### [Written problem]
Reproduce word for word the stretch of the CSV-loading text below from "This is a pretty" through "on your system.".

### [Supplied text]
Data Mining Survivor: Data

One of the simplest and most common ways of sharing data today is via the CSV format. The Spreadsheet option of the Data tab provides an easy way to load data from many different sources into Rattle.

CSV is an abbreviation of ``comma separated value'' and is a standard file format often used to exchange data between applications. CSV files can be exported from spreadsheets and databases, including OpenOffice Calc, Gnumeric, MS/Excel, SAS/Enterprise Miner, Teradata and Netezza Data Warehouses, and many, many, other applications.

This is a pretty good option for importing our data into Rattle, although it does lose meta data information (that is, information about the data types of the dataset). Without this meta data R sometimes guesses at the wrong data type for a particular column, but it isn't usually fatal!

To load a dataset from a CSV file, click in the Filename button (Figure 4.2) to display a file chooser dialogue (Figure 4.3).

**Figure 4.2:** The toolbar and `Spreadsheet` options of the `Data` tab of the Rattle window. Click the `Filename` button to browse to a CSV file anywhere on your system.

**Figure 4.3:** The CSV file chooser showing just those files with a .csv extension in the folder. We can also select to display just the .txt files (e.g., the extension often used for tab delimited files) or else all files by selecting from the drop down menu at the bottom right.

### [Records shown]
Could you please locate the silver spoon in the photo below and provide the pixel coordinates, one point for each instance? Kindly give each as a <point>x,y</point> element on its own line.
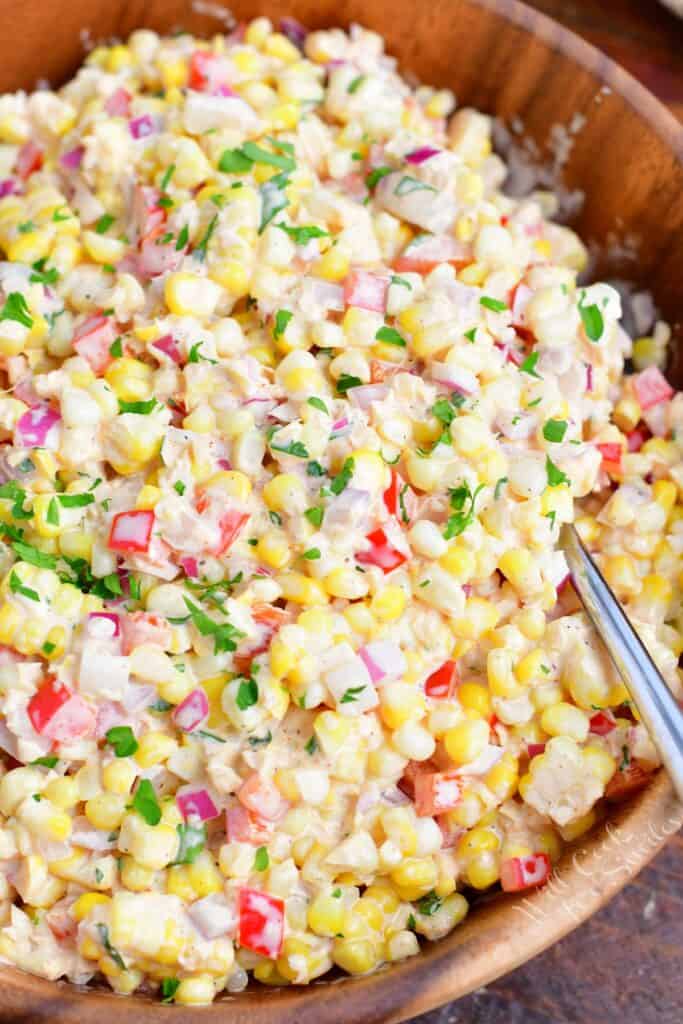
<point>656,706</point>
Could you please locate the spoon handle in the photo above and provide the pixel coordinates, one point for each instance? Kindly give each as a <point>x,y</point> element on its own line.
<point>656,706</point>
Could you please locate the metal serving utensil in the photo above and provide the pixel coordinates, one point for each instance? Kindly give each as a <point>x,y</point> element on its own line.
<point>656,706</point>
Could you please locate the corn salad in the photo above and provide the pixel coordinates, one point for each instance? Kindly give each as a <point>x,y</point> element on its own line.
<point>296,400</point>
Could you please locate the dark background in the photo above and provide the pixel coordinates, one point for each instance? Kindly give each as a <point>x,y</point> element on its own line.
<point>625,966</point>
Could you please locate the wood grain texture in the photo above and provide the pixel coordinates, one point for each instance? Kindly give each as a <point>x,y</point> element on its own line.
<point>501,56</point>
<point>624,963</point>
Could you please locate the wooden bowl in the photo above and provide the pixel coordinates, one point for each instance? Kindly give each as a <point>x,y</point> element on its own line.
<point>628,158</point>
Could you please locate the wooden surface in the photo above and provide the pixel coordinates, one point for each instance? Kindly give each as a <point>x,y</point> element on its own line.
<point>501,57</point>
<point>625,964</point>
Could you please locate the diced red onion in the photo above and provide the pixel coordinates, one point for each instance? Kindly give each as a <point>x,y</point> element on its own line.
<point>103,624</point>
<point>295,31</point>
<point>35,426</point>
<point>72,161</point>
<point>196,801</point>
<point>423,153</point>
<point>142,126</point>
<point>169,346</point>
<point>189,566</point>
<point>191,712</point>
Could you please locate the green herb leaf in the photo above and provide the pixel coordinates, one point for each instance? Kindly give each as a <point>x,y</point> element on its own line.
<point>528,366</point>
<point>191,842</point>
<point>314,515</point>
<point>169,987</point>
<point>145,803</point>
<point>409,184</point>
<point>283,316</point>
<point>592,320</point>
<point>390,337</point>
<point>103,223</point>
<point>16,309</point>
<point>235,162</point>
<point>16,587</point>
<point>296,449</point>
<point>247,694</point>
<point>302,235</point>
<point>351,694</point>
<point>76,501</point>
<point>104,939</point>
<point>341,480</point>
<point>555,475</point>
<point>494,304</point>
<point>554,430</point>
<point>122,739</point>
<point>429,904</point>
<point>347,381</point>
<point>141,408</point>
<point>183,238</point>
<point>261,859</point>
<point>376,175</point>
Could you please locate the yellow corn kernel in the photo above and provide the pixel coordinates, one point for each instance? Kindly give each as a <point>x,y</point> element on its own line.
<point>130,379</point>
<point>388,604</point>
<point>665,494</point>
<point>107,810</point>
<point>466,740</point>
<point>621,573</point>
<point>84,904</point>
<point>136,878</point>
<point>475,697</point>
<point>62,793</point>
<point>565,720</point>
<point>415,877</point>
<point>154,748</point>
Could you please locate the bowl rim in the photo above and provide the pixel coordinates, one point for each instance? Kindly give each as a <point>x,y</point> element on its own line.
<point>455,966</point>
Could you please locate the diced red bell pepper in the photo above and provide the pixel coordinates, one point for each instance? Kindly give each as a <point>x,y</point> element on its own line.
<point>243,826</point>
<point>30,159</point>
<point>93,339</point>
<point>144,627</point>
<point>425,253</point>
<point>391,494</point>
<point>381,552</point>
<point>261,926</point>
<point>524,872</point>
<point>58,714</point>
<point>602,723</point>
<point>262,798</point>
<point>47,701</point>
<point>651,387</point>
<point>411,772</point>
<point>627,781</point>
<point>367,291</point>
<point>611,456</point>
<point>230,523</point>
<point>441,684</point>
<point>436,793</point>
<point>131,531</point>
<point>637,438</point>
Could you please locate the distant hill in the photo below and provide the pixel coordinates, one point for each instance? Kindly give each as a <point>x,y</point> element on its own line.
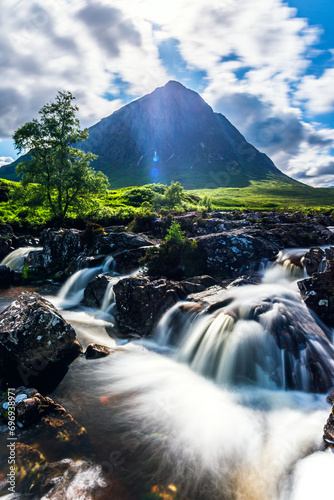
<point>173,134</point>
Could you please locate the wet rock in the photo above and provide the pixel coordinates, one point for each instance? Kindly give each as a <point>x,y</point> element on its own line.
<point>328,436</point>
<point>231,252</point>
<point>312,260</point>
<point>318,294</point>
<point>117,242</point>
<point>141,301</point>
<point>301,235</point>
<point>96,289</point>
<point>6,237</point>
<point>61,250</point>
<point>95,351</point>
<point>128,261</point>
<point>6,276</point>
<point>246,279</point>
<point>34,341</point>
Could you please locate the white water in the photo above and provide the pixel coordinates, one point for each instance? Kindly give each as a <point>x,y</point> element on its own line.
<point>215,419</point>
<point>72,292</point>
<point>15,260</point>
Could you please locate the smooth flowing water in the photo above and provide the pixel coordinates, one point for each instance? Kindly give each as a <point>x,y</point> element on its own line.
<point>15,260</point>
<point>226,402</point>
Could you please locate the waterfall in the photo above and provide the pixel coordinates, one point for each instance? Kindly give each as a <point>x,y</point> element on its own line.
<point>234,411</point>
<point>262,335</point>
<point>15,260</point>
<point>72,292</point>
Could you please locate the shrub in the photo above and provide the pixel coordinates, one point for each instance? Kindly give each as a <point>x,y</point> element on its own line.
<point>142,221</point>
<point>177,257</point>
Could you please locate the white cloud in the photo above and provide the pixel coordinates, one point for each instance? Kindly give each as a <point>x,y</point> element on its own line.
<point>5,160</point>
<point>254,53</point>
<point>317,93</point>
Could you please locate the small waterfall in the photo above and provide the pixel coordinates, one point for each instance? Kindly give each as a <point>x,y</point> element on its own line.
<point>71,293</point>
<point>15,260</point>
<point>175,322</point>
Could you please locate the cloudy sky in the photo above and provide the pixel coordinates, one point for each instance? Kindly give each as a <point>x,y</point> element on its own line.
<point>267,65</point>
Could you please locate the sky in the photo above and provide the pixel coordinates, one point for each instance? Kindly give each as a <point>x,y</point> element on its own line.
<point>267,65</point>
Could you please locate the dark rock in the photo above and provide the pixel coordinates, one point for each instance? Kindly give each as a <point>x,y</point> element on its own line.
<point>328,436</point>
<point>34,340</point>
<point>95,351</point>
<point>96,289</point>
<point>141,301</point>
<point>231,252</point>
<point>6,237</point>
<point>61,250</point>
<point>318,294</point>
<point>117,242</point>
<point>312,260</point>
<point>301,235</point>
<point>128,261</point>
<point>6,276</point>
<point>246,279</point>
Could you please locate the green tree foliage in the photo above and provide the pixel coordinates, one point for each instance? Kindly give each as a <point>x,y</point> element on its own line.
<point>174,194</point>
<point>60,169</point>
<point>177,257</point>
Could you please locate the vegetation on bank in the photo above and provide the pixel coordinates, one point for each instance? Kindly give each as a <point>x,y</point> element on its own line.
<point>177,257</point>
<point>24,209</point>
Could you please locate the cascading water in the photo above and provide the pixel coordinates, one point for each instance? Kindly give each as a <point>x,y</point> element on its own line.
<point>72,292</point>
<point>15,260</point>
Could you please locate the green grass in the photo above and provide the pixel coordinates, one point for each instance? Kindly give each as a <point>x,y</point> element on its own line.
<point>273,195</point>
<point>25,211</point>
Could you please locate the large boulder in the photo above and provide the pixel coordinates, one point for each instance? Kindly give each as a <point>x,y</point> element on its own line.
<point>95,291</point>
<point>6,276</point>
<point>110,242</point>
<point>312,260</point>
<point>301,234</point>
<point>141,301</point>
<point>36,343</point>
<point>318,294</point>
<point>230,252</point>
<point>61,250</point>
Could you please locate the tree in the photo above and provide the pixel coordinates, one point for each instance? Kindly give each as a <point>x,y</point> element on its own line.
<point>61,169</point>
<point>174,194</point>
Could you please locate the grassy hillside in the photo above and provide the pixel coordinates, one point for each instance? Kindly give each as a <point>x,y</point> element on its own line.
<point>270,195</point>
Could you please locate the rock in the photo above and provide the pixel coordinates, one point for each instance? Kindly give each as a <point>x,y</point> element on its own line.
<point>312,260</point>
<point>61,249</point>
<point>231,252</point>
<point>211,226</point>
<point>95,351</point>
<point>6,276</point>
<point>246,279</point>
<point>318,294</point>
<point>128,261</point>
<point>6,237</point>
<point>141,301</point>
<point>117,242</point>
<point>35,340</point>
<point>96,289</point>
<point>301,235</point>
<point>328,436</point>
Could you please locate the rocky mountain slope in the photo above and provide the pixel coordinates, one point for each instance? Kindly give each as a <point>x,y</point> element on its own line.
<point>173,134</point>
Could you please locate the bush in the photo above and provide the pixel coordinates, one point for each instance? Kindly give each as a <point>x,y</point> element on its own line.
<point>177,257</point>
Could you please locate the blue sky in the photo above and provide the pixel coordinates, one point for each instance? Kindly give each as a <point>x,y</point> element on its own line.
<point>267,65</point>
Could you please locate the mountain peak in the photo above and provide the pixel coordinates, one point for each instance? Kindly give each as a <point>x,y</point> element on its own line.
<point>172,134</point>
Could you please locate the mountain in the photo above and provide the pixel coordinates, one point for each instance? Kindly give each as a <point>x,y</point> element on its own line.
<point>173,134</point>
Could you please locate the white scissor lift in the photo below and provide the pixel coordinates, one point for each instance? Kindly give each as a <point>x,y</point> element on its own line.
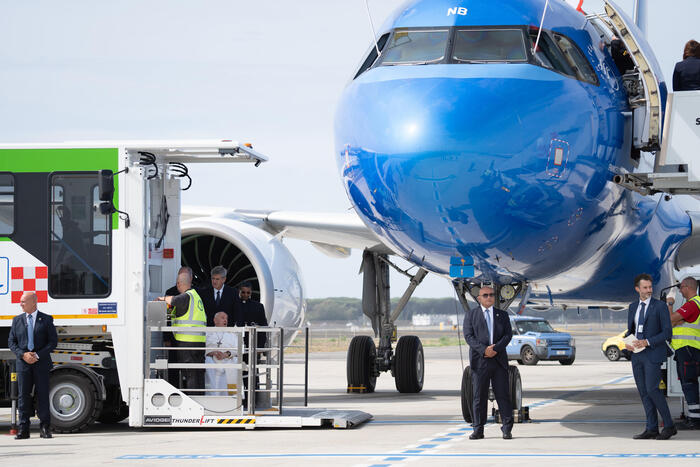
<point>166,405</point>
<point>111,361</point>
<point>158,403</point>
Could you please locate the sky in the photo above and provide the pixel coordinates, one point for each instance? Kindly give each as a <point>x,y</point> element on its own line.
<point>269,72</point>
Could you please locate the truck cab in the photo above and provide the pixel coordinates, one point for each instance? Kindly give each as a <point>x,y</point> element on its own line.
<point>534,339</point>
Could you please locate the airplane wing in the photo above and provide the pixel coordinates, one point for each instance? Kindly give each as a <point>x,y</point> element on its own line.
<point>332,233</point>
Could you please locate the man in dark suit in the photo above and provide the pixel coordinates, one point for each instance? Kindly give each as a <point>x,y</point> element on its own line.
<point>649,321</point>
<point>686,75</point>
<point>32,339</point>
<point>219,297</point>
<point>487,331</point>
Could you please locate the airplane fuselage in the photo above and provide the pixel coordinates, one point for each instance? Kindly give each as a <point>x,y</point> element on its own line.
<point>507,162</point>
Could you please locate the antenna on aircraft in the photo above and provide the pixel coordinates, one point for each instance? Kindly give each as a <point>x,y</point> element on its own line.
<point>537,41</point>
<point>371,25</point>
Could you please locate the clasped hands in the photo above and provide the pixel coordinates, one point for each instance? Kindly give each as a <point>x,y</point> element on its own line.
<point>219,355</point>
<point>638,344</point>
<point>30,357</point>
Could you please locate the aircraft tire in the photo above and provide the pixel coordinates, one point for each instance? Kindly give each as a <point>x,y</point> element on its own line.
<point>73,401</point>
<point>362,354</point>
<point>409,365</point>
<point>528,356</point>
<point>467,395</point>
<point>515,385</point>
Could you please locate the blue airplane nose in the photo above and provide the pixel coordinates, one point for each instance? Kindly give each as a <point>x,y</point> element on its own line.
<point>467,160</point>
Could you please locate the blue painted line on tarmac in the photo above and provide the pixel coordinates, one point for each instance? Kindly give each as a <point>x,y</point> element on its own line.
<point>554,420</point>
<point>414,422</point>
<point>417,456</point>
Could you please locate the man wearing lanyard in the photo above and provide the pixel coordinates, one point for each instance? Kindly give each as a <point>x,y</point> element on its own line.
<point>32,338</point>
<point>649,321</point>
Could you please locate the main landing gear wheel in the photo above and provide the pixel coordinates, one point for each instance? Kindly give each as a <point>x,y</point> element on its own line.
<point>467,395</point>
<point>73,401</point>
<point>409,365</point>
<point>362,354</point>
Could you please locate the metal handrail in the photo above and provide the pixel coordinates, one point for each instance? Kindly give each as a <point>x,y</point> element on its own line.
<point>274,361</point>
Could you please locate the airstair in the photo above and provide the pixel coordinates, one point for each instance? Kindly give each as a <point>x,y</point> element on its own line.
<point>677,144</point>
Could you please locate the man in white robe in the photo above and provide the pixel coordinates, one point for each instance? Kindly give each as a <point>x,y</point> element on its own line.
<point>226,379</point>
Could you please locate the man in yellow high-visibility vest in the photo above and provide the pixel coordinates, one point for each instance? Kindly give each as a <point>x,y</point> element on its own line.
<point>686,343</point>
<point>187,314</point>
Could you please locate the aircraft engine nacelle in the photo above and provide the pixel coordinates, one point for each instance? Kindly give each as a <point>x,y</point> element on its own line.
<point>249,254</point>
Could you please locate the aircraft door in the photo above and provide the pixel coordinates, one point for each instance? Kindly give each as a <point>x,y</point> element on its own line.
<point>643,88</point>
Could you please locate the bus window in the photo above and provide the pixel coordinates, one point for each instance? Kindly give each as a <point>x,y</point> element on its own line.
<point>7,204</point>
<point>80,256</point>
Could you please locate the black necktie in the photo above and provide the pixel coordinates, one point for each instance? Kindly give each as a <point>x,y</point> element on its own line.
<point>640,321</point>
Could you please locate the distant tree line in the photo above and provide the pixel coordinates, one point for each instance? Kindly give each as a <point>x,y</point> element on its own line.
<point>350,309</point>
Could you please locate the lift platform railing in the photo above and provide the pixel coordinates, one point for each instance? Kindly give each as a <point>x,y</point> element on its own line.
<point>262,376</point>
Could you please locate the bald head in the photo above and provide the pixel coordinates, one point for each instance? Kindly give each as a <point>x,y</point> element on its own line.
<point>221,319</point>
<point>689,287</point>
<point>28,302</point>
<point>486,296</point>
<point>184,281</point>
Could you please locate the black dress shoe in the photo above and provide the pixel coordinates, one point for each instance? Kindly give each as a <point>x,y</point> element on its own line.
<point>666,433</point>
<point>646,434</point>
<point>688,425</point>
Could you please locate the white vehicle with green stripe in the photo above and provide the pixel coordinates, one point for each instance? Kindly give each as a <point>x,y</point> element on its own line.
<point>95,229</point>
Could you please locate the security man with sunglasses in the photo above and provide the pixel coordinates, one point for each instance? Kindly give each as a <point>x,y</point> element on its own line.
<point>487,331</point>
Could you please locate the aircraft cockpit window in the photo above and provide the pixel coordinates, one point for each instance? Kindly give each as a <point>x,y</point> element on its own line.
<point>417,47</point>
<point>578,62</point>
<point>372,54</point>
<point>489,45</point>
<point>548,54</point>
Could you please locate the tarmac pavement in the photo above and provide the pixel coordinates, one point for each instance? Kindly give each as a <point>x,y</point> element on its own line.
<point>583,413</point>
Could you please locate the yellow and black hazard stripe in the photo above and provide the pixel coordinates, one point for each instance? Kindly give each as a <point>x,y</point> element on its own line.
<point>75,352</point>
<point>235,421</point>
<point>78,363</point>
<point>81,338</point>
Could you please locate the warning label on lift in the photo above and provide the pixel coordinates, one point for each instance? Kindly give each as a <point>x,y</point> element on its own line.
<point>161,420</point>
<point>106,308</point>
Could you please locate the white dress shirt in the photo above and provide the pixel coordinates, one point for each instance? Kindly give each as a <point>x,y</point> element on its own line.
<point>489,311</point>
<point>639,308</point>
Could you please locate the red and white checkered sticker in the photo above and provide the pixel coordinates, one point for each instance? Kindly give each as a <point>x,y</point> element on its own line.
<point>30,279</point>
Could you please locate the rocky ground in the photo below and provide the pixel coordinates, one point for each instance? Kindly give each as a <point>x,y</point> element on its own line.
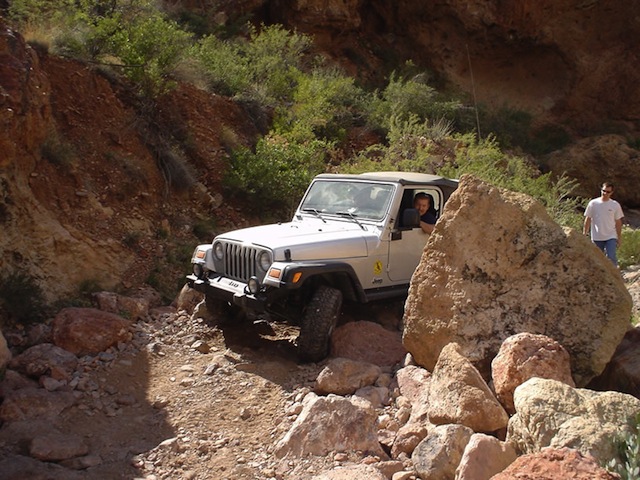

### [Reply]
This is a pretty good option for importing our data into Rattle, although it does lose meta data information (that is, information about the data types of the dataset). Without this meta data R sometimes guesses at the wrong data type for a particular column, but it isn't usually fatal!

To load a dataset from a CSV file, click in the Filename button (Figure 4.2) to display a file chooser dialogue (Figure 4.3).

**Figure 4.2:** The toolbar and `Spreadsheet` options of the `Data` tab of the Rattle window. Click the `Filename` button to browse to a CSV file anywhere on your system.